*DOCUMENT EXCERPT*.
──────────────────────────────

As users become more familiar with ChatGPT’s capabilities, some have been able to expose how inexplicably inaccurate the chatbot can be.
Through relatively ordinary prompts, researchers and everyday users have been able to bend the program’s approach at answering questions. Not only can the chatbot be wrong or misleading, but it is assertive in doing so.
The use cases for platform abuse have shown no end. From writing malware or misinformation, composing essays on behalf of college students, generating hate speech when prompted, or writing phishing emails, the technology will be exploited for as long as it exists.
The rollout of ChatGPT into Bing posed even more issues. Bing’s A.I.-powered chat mode, while based on ChatGPT’s technology, is not a carbon copy. In a New York Times piece, an author exposed the near-hallucinogenic tendencies of the new Bing search, where it professes love, dark fantasies, and even desire to become human.
“It unsettled me so deeply that I had trouble sleeping afterward. And I no longer believe that the biggest problem with these A.I. models is their propensity for factual errors. Instead, I worry that the technology will learn how to influence human users, sometimes persuading them to act in destructive and harmful ways, and perhaps eventually grow capable of carrying out its own dangerous acts,” wrote the author Kevin Roose, tech columnist for the New York Times.
While lawmakers sound the alarm over the ethics issues, recent history has shown that meaningful action is unlikely for now, putting self-regulation at the forefront when tackling these problems.

──────────────────────────────

*MATERIAL SHOWN*.

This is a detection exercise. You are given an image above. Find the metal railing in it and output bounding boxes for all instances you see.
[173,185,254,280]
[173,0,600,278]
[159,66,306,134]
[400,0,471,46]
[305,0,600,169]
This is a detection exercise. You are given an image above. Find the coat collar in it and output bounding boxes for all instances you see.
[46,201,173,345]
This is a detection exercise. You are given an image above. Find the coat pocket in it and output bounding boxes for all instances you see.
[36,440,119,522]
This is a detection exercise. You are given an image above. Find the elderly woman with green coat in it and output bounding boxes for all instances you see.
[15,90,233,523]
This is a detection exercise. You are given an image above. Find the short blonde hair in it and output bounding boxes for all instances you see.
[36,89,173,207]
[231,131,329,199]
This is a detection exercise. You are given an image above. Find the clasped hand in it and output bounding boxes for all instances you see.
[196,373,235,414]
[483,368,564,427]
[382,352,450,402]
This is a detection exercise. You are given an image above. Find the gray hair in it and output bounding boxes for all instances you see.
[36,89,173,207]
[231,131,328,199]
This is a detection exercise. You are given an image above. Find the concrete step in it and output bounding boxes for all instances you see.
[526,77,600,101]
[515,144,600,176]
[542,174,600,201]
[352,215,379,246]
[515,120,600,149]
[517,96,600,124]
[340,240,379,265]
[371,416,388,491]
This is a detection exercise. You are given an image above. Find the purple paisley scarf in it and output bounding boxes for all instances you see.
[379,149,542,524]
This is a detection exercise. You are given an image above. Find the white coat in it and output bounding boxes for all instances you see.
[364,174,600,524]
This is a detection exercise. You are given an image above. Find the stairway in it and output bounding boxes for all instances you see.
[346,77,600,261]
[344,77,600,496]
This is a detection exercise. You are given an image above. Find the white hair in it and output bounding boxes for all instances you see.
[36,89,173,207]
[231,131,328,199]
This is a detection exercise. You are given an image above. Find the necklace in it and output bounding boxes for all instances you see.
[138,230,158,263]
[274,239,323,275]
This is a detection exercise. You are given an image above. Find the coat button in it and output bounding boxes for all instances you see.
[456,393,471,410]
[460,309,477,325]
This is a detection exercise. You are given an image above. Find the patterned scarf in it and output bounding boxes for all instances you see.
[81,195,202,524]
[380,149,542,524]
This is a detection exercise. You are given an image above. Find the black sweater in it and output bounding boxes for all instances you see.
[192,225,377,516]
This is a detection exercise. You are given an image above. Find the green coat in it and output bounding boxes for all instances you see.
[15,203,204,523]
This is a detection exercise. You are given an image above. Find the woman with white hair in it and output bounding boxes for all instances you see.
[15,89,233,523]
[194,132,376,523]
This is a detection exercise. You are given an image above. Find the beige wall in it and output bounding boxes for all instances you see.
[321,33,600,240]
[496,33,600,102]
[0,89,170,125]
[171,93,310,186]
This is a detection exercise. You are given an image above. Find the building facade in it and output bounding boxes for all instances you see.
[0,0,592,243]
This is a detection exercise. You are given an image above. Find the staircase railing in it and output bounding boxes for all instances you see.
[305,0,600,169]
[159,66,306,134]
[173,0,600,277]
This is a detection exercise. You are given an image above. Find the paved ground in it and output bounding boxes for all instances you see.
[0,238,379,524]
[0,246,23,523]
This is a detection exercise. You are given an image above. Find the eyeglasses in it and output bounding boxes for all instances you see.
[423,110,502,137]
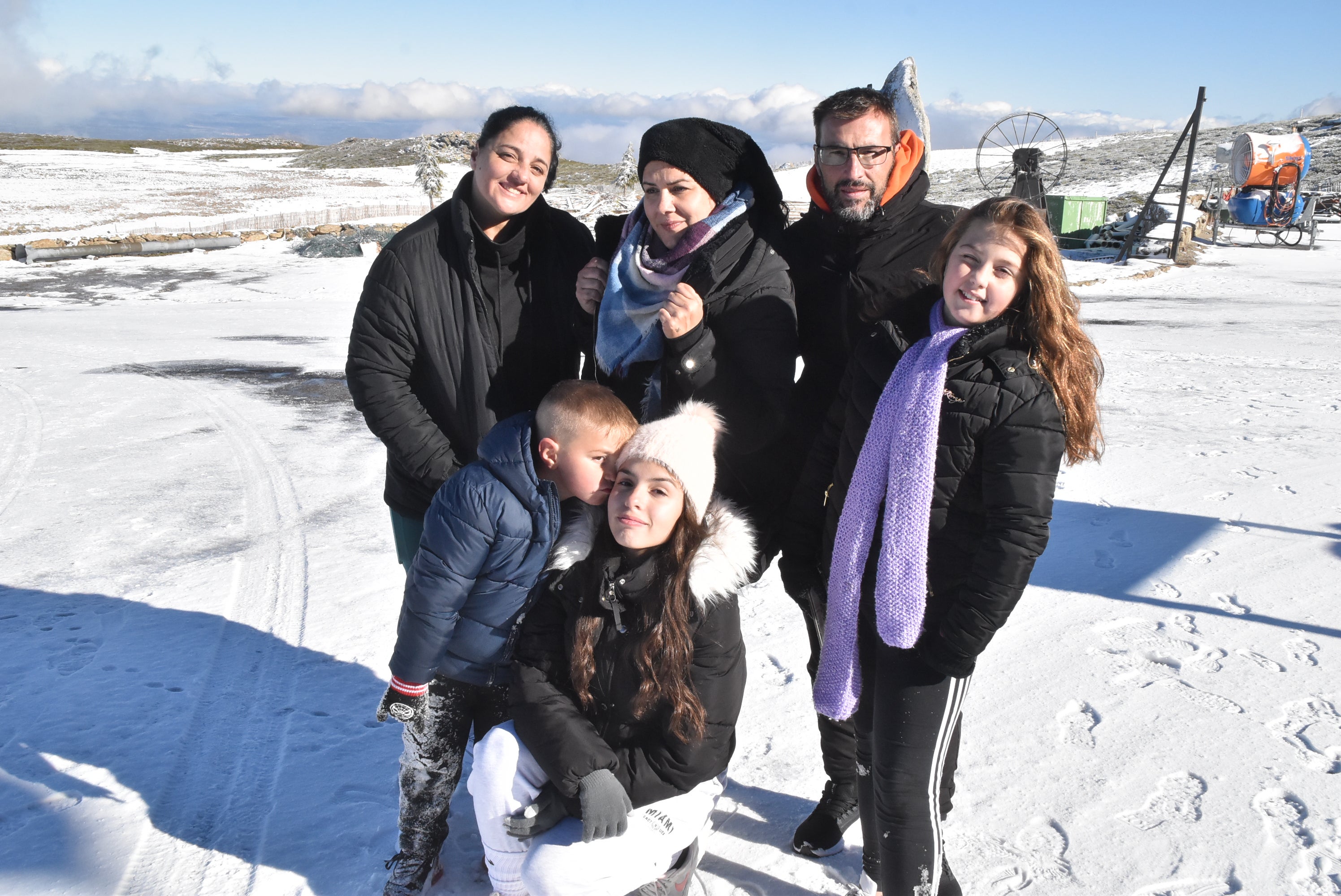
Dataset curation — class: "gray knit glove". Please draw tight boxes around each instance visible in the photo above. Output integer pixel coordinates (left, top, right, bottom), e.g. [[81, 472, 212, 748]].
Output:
[[578, 769, 633, 844]]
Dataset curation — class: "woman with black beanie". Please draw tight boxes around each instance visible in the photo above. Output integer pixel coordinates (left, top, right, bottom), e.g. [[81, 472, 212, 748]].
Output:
[[578, 118, 796, 552]]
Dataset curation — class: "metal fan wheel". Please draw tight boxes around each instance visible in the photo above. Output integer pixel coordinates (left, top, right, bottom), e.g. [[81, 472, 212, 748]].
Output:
[[976, 112, 1066, 196]]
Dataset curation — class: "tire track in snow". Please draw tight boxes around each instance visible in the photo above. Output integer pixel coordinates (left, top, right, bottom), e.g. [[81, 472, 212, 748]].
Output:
[[0, 382, 42, 515], [117, 371, 307, 896]]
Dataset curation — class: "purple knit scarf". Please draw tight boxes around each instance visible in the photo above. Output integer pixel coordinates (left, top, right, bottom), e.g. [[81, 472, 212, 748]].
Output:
[[814, 302, 964, 719]]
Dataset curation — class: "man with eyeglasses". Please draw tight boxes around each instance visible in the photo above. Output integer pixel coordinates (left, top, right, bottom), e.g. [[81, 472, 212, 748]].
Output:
[[779, 87, 959, 856]]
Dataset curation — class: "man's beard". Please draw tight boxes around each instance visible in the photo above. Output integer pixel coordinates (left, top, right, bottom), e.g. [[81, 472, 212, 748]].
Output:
[[826, 177, 888, 221]]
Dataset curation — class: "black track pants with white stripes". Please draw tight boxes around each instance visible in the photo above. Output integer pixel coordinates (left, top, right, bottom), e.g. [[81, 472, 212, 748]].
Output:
[[853, 616, 968, 896]]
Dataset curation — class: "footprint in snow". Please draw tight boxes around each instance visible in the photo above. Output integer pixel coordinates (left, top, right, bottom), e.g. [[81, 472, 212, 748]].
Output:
[[1160, 679, 1243, 715], [1153, 582, 1183, 601], [1057, 700, 1097, 749], [1117, 771, 1206, 830], [1184, 646, 1227, 675], [1235, 646, 1285, 672], [1266, 696, 1341, 774], [964, 815, 1072, 893], [1280, 632, 1319, 665], [1169, 613, 1196, 634], [1253, 787, 1310, 849], [1094, 617, 1196, 653]]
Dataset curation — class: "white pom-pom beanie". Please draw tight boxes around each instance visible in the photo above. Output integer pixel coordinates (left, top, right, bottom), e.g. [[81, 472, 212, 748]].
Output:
[[619, 398, 723, 523]]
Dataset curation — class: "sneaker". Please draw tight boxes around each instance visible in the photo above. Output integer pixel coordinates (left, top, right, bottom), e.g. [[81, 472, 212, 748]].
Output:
[[791, 781, 861, 858], [637, 840, 701, 896], [382, 852, 433, 896]]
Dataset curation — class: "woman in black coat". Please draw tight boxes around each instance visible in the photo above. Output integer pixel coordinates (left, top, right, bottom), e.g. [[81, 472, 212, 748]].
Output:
[[578, 118, 796, 543], [468, 401, 754, 896], [780, 197, 1102, 896]]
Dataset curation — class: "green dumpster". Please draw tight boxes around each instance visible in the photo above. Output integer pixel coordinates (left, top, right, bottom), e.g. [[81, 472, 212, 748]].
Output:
[[1046, 196, 1107, 250]]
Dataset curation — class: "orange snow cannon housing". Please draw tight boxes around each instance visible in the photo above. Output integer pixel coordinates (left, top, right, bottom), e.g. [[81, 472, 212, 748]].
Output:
[[1233, 133, 1313, 186]]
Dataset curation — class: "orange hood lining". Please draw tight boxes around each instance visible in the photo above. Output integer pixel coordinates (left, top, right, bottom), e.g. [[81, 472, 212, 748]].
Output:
[[806, 130, 922, 212]]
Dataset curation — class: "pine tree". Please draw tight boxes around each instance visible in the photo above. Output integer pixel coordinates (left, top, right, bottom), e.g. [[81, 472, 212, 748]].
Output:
[[614, 143, 638, 193], [415, 134, 442, 208]]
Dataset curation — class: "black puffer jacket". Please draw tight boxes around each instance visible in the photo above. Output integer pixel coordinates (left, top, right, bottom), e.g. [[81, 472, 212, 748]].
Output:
[[345, 174, 594, 518], [782, 287, 1066, 676], [595, 212, 796, 530], [778, 158, 960, 464], [511, 499, 754, 814]]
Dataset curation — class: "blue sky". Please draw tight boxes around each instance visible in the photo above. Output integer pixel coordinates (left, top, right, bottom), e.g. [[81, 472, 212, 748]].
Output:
[[0, 0, 1341, 161]]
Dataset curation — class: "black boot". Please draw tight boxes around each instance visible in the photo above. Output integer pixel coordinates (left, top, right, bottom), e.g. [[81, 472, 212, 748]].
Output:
[[791, 781, 860, 858], [382, 852, 436, 896]]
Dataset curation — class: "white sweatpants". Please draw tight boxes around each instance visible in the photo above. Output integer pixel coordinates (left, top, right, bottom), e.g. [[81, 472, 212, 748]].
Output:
[[465, 722, 722, 896]]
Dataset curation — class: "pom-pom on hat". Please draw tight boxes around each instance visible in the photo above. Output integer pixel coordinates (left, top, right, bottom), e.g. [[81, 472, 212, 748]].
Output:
[[619, 400, 723, 523]]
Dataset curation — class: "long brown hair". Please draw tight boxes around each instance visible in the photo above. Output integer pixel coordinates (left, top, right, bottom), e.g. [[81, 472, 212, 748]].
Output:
[[569, 495, 708, 743], [926, 196, 1103, 464]]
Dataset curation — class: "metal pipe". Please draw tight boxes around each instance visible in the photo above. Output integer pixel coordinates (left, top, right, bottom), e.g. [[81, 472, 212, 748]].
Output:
[[1169, 87, 1212, 264], [16, 236, 242, 264], [1114, 118, 1192, 264]]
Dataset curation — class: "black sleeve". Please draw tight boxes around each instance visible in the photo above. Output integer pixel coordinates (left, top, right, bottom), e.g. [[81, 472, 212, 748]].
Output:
[[661, 272, 796, 455], [778, 349, 860, 598], [345, 251, 459, 488], [614, 597, 746, 806], [917, 388, 1066, 677], [510, 583, 627, 799]]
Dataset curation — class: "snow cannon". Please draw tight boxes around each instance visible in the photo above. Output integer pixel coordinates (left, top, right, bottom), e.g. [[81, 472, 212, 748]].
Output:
[[1229, 133, 1313, 227], [1231, 133, 1313, 186]]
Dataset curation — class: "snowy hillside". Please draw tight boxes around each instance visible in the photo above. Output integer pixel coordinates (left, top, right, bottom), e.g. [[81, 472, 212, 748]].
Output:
[[0, 137, 1341, 896]]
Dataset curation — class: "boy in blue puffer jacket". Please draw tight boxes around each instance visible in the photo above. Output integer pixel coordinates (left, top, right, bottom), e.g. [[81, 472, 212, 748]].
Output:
[[377, 379, 638, 896]]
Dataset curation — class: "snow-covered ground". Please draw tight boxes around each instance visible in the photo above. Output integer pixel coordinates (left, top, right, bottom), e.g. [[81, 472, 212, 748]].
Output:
[[0, 219, 1341, 896], [0, 149, 450, 243]]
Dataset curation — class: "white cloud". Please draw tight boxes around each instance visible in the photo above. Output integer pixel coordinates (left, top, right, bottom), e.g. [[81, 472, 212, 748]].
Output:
[[0, 9, 1298, 162]]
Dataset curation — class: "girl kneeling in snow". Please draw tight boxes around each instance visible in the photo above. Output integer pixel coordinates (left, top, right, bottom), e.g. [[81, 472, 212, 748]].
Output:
[[784, 197, 1102, 896], [468, 401, 754, 896]]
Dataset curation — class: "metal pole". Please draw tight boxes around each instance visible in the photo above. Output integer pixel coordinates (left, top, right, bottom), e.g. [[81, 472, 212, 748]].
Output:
[[1169, 87, 1212, 264], [1117, 112, 1192, 263]]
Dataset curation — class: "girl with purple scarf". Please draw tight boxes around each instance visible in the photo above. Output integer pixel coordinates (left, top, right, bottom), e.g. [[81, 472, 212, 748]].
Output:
[[578, 118, 796, 552], [783, 197, 1102, 896]]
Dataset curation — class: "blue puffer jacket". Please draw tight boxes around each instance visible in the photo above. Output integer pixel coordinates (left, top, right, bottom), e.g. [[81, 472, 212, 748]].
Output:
[[392, 413, 561, 684]]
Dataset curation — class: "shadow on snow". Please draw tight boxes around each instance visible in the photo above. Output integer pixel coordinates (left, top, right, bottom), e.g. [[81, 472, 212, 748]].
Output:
[[0, 585, 400, 893], [1030, 500, 1341, 638]]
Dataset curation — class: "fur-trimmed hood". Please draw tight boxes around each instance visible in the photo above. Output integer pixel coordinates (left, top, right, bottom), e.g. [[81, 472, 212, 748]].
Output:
[[546, 495, 755, 610]]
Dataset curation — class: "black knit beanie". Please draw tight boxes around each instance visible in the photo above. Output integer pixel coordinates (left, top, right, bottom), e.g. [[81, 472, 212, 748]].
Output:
[[638, 118, 782, 215]]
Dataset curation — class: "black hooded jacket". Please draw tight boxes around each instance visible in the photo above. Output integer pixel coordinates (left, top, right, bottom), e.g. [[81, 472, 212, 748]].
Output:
[[780, 286, 1066, 676], [778, 154, 960, 464], [586, 216, 796, 530], [345, 174, 594, 518], [511, 499, 754, 814]]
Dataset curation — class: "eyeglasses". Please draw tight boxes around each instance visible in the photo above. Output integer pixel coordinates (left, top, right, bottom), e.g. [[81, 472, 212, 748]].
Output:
[[815, 143, 893, 168]]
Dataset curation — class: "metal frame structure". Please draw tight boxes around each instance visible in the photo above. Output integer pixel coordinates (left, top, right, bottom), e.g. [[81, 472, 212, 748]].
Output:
[[1116, 87, 1206, 264], [973, 112, 1069, 200]]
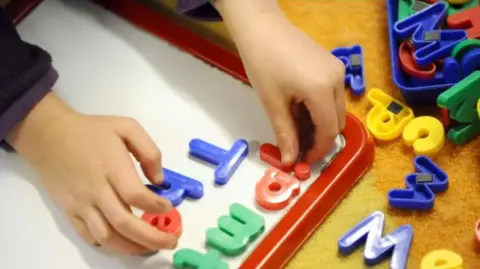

──────────────────────────────

*CHECK YOUR UNDERSTANDING*.
1 > According to the article on ChatGPT's flaws, what does Kevin Roose no longer believe is the biggest problem with these A.I. models?
2 > Extend the article on ChatGPT's flaws by writing the next part, picking up after its final sentence about self-regulation.

*EXERCISE RESPONSES*.
1 > Their propensity for factual errors.

2 >
Some have wondered whether Microsoft has approached the release in an “act fast and ask questions later” fashion. Whether it’s purely luck or not, Google, Facebook, and others have the benefit of seeing the nefarious use cases for A.I. before giving widespread access to their versions of the platform.
Snapchat has already taken that step, by introducing its own chatbot, powered by ChatGPT. This time, however, steps have been taken to stop potential abuse of the A.I. before it starts.
According to The Verge, “the main difference is that Snap’s version is more restricted in what it can answer. Snap’s employees have trained it to adhere to the company’s trust and safety guidelines and not give responses that include swearing, violence, sexually explicit content, or opinions about dicey topics like politics.”
Whether or not these guardrails work remains to be seen, but it’s another example that self-regulation should be a priority for all who choose to use the technology.